▸ Data supplied
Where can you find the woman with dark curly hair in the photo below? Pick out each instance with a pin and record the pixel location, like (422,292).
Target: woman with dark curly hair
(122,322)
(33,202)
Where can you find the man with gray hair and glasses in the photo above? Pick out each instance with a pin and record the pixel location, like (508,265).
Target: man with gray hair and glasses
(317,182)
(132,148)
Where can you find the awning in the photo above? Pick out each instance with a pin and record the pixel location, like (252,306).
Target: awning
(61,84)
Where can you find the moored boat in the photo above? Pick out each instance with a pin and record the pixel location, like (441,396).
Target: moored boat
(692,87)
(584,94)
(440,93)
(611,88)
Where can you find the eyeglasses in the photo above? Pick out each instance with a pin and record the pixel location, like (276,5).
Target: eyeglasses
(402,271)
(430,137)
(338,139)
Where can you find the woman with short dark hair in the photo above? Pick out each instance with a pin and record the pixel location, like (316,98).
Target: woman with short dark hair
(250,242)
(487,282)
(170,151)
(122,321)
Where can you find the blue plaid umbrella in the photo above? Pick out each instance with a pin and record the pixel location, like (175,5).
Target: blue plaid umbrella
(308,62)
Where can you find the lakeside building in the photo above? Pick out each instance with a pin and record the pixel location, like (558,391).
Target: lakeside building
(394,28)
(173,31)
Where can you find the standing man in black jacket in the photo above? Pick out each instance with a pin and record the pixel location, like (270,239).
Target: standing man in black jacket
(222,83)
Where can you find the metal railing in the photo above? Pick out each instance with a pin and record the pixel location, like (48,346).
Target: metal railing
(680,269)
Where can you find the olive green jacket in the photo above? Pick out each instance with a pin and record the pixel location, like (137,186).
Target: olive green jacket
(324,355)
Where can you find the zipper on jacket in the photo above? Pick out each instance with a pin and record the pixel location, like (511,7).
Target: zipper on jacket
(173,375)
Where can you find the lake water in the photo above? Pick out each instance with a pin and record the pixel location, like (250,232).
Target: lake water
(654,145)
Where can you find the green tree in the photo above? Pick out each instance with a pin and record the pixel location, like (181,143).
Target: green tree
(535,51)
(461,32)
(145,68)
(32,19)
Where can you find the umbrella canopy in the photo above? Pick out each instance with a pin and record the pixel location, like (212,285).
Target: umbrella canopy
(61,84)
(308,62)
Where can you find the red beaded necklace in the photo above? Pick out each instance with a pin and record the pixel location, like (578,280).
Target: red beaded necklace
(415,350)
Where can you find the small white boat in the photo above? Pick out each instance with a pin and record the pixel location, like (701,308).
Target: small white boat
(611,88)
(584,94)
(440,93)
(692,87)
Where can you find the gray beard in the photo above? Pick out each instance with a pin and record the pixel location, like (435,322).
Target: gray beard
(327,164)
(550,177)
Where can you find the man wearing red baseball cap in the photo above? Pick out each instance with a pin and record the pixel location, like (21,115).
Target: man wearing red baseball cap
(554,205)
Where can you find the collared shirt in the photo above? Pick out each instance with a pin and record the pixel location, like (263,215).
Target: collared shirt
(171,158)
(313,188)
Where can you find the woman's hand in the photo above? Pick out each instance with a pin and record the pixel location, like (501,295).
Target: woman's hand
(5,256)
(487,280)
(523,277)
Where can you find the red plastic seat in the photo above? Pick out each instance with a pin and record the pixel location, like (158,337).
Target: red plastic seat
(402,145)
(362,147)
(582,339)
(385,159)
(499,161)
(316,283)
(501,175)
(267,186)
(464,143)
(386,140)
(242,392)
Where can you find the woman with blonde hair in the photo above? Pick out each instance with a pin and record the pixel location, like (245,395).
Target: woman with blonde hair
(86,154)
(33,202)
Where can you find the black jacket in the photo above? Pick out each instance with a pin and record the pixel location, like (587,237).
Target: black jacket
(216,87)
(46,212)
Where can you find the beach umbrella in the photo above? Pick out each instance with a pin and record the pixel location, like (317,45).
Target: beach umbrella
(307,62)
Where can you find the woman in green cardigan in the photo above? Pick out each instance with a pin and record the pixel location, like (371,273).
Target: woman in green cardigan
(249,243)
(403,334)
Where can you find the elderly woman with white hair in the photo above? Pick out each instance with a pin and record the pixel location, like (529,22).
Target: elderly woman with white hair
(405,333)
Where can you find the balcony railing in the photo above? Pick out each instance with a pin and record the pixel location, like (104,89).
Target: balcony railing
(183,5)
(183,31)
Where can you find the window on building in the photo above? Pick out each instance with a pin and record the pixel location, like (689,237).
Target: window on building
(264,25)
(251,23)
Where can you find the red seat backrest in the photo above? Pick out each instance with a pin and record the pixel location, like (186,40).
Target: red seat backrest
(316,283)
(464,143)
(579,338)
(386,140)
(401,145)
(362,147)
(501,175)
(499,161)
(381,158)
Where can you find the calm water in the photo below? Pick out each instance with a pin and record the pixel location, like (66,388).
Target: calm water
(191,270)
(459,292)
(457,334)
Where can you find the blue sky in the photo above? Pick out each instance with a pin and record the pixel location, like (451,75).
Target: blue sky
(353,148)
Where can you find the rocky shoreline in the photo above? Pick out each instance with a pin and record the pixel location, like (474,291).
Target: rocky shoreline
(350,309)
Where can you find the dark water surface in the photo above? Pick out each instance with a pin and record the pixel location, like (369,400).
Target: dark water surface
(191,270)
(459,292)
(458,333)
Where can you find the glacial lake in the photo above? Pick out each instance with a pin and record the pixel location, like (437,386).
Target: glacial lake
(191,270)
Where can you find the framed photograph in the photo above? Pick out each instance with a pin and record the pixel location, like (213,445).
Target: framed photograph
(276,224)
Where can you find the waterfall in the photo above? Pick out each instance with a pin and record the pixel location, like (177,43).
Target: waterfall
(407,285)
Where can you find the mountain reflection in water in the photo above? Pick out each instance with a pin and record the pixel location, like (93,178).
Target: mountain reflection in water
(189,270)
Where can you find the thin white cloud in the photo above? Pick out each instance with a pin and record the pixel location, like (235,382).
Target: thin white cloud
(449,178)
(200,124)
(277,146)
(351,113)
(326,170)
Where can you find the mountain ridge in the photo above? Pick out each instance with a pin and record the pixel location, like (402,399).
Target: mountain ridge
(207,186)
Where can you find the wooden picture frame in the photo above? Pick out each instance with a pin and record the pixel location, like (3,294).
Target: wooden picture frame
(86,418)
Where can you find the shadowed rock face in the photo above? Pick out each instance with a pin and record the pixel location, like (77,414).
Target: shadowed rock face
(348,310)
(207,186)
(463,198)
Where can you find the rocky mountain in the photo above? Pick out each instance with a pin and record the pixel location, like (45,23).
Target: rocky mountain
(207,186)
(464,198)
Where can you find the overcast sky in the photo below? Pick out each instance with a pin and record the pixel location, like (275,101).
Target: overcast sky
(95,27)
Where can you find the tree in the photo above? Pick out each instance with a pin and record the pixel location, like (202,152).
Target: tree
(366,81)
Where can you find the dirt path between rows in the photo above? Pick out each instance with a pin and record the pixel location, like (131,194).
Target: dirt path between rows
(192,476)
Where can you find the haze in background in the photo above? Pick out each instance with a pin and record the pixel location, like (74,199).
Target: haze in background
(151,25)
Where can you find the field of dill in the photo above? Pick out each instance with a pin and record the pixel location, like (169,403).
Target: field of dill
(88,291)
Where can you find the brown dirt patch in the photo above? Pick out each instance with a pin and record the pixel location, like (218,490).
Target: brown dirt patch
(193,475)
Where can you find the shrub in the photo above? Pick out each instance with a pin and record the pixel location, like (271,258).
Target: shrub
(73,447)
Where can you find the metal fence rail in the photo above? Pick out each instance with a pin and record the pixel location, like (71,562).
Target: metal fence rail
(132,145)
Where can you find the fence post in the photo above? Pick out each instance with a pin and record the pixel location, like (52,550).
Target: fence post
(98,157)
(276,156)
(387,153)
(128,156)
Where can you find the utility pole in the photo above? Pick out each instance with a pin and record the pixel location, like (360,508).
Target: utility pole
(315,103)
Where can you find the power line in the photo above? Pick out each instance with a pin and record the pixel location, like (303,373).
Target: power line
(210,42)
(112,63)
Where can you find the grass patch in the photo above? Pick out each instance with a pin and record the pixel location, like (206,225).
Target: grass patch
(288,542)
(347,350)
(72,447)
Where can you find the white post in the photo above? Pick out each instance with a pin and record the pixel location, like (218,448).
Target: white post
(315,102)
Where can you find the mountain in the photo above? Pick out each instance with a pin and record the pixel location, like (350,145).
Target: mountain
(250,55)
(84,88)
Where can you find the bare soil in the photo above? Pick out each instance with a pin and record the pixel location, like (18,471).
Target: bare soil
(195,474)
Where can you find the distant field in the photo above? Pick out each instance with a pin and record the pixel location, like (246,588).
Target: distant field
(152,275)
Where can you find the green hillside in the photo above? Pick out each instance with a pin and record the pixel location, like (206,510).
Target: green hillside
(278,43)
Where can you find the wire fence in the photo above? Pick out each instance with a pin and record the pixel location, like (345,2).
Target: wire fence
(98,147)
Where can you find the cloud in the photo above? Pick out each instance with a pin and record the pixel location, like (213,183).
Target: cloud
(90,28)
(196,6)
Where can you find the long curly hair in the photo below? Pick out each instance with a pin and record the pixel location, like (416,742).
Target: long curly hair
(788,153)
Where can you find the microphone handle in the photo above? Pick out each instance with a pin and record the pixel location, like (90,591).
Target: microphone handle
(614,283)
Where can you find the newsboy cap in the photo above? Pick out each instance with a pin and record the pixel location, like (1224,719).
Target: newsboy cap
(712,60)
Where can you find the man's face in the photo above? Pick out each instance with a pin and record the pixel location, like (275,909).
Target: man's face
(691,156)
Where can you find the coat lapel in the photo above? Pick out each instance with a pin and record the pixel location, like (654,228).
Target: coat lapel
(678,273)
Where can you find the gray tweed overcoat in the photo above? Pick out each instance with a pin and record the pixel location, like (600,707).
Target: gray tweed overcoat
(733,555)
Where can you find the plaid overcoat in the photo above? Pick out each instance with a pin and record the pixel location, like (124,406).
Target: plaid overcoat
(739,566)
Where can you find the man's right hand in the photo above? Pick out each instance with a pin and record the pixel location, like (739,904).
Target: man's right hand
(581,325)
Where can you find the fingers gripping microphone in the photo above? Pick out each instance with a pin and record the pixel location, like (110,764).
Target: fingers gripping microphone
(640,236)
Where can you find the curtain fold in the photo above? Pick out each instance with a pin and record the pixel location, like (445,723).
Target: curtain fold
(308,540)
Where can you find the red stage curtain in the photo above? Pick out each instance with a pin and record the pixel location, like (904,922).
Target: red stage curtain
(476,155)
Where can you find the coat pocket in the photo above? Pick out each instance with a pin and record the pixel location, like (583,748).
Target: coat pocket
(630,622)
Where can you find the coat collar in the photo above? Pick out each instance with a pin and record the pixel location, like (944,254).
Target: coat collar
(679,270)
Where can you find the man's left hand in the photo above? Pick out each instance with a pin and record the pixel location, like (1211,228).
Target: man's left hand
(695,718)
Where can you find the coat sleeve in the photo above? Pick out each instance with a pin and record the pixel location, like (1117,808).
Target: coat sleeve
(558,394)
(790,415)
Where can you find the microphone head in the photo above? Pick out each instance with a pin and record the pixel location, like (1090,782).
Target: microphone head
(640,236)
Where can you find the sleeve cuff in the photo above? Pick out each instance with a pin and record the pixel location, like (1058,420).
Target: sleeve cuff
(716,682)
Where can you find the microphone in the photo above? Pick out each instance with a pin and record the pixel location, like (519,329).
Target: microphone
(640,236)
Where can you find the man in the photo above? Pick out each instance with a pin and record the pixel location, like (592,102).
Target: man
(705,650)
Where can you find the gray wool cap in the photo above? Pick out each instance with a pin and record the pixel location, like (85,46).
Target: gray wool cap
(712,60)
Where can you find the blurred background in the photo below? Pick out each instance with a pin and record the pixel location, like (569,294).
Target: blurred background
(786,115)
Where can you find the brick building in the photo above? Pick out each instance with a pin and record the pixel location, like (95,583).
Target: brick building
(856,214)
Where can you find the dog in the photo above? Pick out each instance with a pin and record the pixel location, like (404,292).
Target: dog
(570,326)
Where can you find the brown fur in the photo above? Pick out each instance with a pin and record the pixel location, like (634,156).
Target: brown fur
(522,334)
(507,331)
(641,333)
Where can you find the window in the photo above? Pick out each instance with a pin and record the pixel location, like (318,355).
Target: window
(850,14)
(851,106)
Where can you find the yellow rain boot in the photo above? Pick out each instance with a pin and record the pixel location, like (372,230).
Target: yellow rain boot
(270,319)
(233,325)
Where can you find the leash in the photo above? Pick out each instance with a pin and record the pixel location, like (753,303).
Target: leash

▸ Your instructions
Nothing but the lines from the one with "Where can you find the brown fur" to the last line of the data should appear in the answer, each exactly as it stands.

▸ Task result
Where can you find the brown fur in the photo above? Pick out each instance with a pin and record the pixel location, like (634,156).
Target: brown fur
(522,334)
(507,331)
(641,333)
Where can you find the window in the photo above? Pick out each instance with a pin and record the pixel location, like (318,355).
Target: window
(850,14)
(851,106)
Where can you find the yellow rain boot in the photo above? Pick out each instance with a pin and record the pixel location, like (372,230).
Target: yellow rain boot
(270,319)
(233,325)
Where can you find the leash in the photo above? Pick out each instance with a pin and record the pixel location, like (753,303).
Target: leash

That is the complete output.